▶ [WRITTEN INSTRUCTION]:
Copy the records below with every "noun phrase" replaced by "label" and everything else left unchanged, but leave out the pictures.

▶ [EXERCISE MATERIAL]:
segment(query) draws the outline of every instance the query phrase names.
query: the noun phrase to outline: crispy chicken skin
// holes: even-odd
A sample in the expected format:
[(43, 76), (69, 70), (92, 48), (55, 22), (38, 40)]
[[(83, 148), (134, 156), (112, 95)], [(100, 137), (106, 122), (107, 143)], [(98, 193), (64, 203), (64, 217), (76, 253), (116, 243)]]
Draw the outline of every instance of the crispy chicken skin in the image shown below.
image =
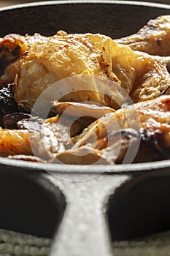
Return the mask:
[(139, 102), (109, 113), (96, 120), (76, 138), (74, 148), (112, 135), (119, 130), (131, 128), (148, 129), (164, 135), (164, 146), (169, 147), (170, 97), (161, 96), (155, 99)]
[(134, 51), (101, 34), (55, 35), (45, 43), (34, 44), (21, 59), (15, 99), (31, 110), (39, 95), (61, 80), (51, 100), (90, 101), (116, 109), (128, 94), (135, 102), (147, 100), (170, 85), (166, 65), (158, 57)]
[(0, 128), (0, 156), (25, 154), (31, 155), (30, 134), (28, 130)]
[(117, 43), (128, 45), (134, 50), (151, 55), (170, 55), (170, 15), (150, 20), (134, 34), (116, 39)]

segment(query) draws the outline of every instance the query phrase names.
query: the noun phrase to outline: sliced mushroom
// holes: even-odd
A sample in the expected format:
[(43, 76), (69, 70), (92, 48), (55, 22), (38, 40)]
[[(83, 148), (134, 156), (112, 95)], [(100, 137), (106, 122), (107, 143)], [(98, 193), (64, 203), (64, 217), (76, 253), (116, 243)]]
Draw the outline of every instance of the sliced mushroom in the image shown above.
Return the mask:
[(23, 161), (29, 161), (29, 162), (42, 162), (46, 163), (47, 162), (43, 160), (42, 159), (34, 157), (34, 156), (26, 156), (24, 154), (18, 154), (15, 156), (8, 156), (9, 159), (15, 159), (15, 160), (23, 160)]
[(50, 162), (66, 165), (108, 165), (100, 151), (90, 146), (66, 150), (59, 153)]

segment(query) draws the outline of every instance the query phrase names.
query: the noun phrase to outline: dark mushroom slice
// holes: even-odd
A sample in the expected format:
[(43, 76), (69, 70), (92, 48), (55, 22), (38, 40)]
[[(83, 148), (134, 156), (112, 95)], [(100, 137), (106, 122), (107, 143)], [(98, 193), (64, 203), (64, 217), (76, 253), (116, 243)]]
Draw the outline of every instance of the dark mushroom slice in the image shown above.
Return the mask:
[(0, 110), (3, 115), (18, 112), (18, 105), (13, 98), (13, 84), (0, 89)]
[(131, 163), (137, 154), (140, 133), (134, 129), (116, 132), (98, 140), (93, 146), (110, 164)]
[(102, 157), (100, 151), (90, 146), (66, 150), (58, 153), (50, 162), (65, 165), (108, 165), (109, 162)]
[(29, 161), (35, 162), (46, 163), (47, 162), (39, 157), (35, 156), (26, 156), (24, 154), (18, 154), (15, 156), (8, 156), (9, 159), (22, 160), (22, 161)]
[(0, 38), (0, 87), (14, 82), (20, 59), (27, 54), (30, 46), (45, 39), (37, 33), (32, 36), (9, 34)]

▶ [SOLUTION TO THIS PROBLEM]:
segment(query) draws the outline of every instance the query phrase names.
query: the label to outline: crispy chicken skin
// holes: even-odd
A sample in the expected format:
[(43, 76), (69, 70), (92, 48), (55, 22), (38, 40)]
[[(83, 148), (134, 156), (112, 95)], [(100, 137), (106, 122), (107, 143)], [(98, 193), (64, 203), (64, 217), (76, 253), (116, 243)]]
Draw the outline of every instance of the crispy chicken skin in the image shown below.
image =
Return the mask:
[(139, 102), (109, 113), (96, 120), (76, 138), (74, 148), (112, 135), (119, 130), (131, 128), (148, 129), (164, 135), (164, 146), (169, 147), (170, 97), (161, 96), (155, 99)]
[(134, 51), (101, 34), (55, 35), (45, 43), (34, 44), (21, 59), (15, 99), (31, 110), (39, 95), (61, 80), (51, 100), (90, 101), (116, 109), (128, 94), (135, 102), (147, 100), (170, 85), (166, 65), (158, 57)]
[(0, 128), (0, 156), (25, 154), (31, 155), (30, 134), (28, 130)]
[(117, 43), (128, 45), (134, 50), (151, 55), (170, 55), (170, 15), (150, 20), (134, 34), (116, 39)]

segment(query) draws the outline of every instance the query phrase names.
query: the label to outline: sliced mushroom
// holes: even-odd
A sample in the expected format:
[(43, 76), (69, 70), (92, 48), (55, 22), (38, 40)]
[[(83, 148), (134, 156), (112, 95)], [(100, 137), (106, 122), (107, 143)], [(98, 193), (64, 203), (64, 217), (76, 253), (116, 243)]]
Draw the outline of every instance of the sliced mushroom in the image shown above.
Return the mask:
[(23, 161), (29, 161), (29, 162), (42, 162), (46, 163), (47, 162), (43, 160), (42, 159), (34, 157), (34, 156), (26, 156), (24, 154), (18, 154), (15, 156), (8, 156), (9, 159), (15, 159), (15, 160), (23, 160)]
[(50, 162), (66, 165), (108, 165), (100, 151), (90, 146), (66, 150), (59, 153)]

segment(query) draws the outline of every instance the query phrase names.
query: the label to outline: dark mushroom slice
// holes: even-odd
A sample in the expected format:
[(43, 76), (69, 70), (92, 48), (55, 22), (38, 40)]
[[(83, 148), (134, 156), (112, 95)], [(100, 137), (106, 122), (107, 143)], [(98, 193), (64, 203), (64, 217), (76, 253), (116, 243)]]
Draw the outline of every instance of the dark mushroom slice in the image shown above.
Return the mask:
[(0, 110), (3, 115), (18, 112), (18, 105), (13, 98), (13, 84), (0, 89)]
[(131, 163), (137, 154), (140, 133), (134, 129), (116, 132), (98, 140), (93, 146), (110, 164)]
[(102, 157), (100, 151), (90, 146), (66, 150), (58, 153), (50, 162), (65, 165), (108, 165), (109, 162)]
[(29, 161), (35, 162), (46, 163), (47, 162), (39, 157), (35, 156), (26, 156), (24, 154), (18, 154), (15, 156), (8, 156), (9, 159), (22, 160), (22, 161)]
[(0, 38), (0, 87), (14, 82), (20, 59), (27, 54), (30, 46), (45, 39), (37, 33), (32, 36), (9, 34)]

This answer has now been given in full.